■ WHAT IS EXPECTED
Filter the data below and keep only the lines that contain the word "skewer". Treat uppercase and lowercase letters as different.

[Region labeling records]
--------------------------------------------------

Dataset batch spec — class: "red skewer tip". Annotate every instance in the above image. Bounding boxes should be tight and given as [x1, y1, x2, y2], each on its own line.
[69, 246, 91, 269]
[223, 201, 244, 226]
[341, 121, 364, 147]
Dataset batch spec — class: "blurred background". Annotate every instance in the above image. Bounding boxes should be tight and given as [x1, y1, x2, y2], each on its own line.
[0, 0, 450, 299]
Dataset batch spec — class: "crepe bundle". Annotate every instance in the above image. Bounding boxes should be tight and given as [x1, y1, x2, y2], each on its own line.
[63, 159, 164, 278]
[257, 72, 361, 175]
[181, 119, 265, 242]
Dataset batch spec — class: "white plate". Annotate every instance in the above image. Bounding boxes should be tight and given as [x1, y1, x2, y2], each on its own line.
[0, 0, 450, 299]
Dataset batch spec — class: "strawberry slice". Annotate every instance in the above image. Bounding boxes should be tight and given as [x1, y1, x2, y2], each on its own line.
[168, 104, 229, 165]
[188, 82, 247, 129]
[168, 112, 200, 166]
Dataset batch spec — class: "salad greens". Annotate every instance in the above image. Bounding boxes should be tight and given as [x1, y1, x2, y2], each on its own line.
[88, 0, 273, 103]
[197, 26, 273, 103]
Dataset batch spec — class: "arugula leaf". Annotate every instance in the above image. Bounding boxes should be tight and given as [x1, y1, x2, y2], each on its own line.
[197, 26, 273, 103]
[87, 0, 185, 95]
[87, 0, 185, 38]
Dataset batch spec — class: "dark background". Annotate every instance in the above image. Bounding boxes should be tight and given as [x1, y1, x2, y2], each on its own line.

--------------------------------------------------

■ COMPLETED EXERCISE
Dataset batch spec — class: "red skewer tip". Annotate every instance in the above image. Bounding boxes should be tight and given as [x1, y1, x2, y2], each on its own line.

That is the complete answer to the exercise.